### WHAT THE TASK REQUIRES
Transcribe word for word the lines spanning the line with "Query: grass" through the end of the records.

### SUPPLIED MATERIAL
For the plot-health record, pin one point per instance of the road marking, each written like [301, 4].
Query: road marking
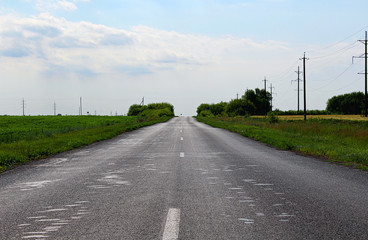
[171, 231]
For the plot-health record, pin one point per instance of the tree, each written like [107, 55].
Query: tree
[203, 107]
[350, 103]
[218, 109]
[261, 100]
[239, 107]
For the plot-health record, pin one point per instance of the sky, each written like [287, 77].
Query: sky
[113, 53]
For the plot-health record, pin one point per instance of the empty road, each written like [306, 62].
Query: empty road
[182, 180]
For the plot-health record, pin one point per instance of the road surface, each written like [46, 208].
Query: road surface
[182, 180]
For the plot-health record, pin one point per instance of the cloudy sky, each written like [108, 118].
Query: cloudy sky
[186, 52]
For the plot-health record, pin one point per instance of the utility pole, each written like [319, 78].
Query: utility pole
[365, 73]
[305, 88]
[265, 82]
[23, 106]
[80, 106]
[271, 94]
[298, 80]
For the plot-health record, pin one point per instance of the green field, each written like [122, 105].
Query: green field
[26, 138]
[340, 141]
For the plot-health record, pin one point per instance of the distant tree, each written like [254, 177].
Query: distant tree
[239, 107]
[218, 109]
[203, 107]
[350, 103]
[152, 110]
[261, 100]
[135, 109]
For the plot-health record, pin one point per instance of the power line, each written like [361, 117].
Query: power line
[329, 46]
[365, 73]
[346, 48]
[333, 79]
[298, 81]
[305, 88]
[271, 88]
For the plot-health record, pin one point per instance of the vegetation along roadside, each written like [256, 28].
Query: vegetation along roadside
[27, 138]
[337, 140]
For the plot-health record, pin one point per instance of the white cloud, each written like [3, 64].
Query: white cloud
[54, 57]
[49, 5]
[68, 6]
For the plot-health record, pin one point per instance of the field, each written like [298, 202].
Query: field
[26, 138]
[342, 141]
[339, 117]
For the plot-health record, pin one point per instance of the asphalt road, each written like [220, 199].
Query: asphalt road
[182, 180]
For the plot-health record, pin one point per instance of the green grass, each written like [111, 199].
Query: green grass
[24, 138]
[340, 141]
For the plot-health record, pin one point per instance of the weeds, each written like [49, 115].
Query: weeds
[338, 140]
[24, 139]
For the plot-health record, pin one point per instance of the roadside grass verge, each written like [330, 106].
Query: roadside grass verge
[24, 139]
[341, 141]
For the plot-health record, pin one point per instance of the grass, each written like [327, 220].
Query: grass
[339, 117]
[342, 141]
[28, 138]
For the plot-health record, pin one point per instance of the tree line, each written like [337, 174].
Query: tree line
[258, 102]
[253, 102]
[152, 110]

### RESPONSE
Query: grass
[339, 117]
[342, 141]
[28, 138]
For the plot-health record, pin one point per instance of the tree line, each written like [337, 174].
Query: tree line
[258, 102]
[253, 102]
[152, 110]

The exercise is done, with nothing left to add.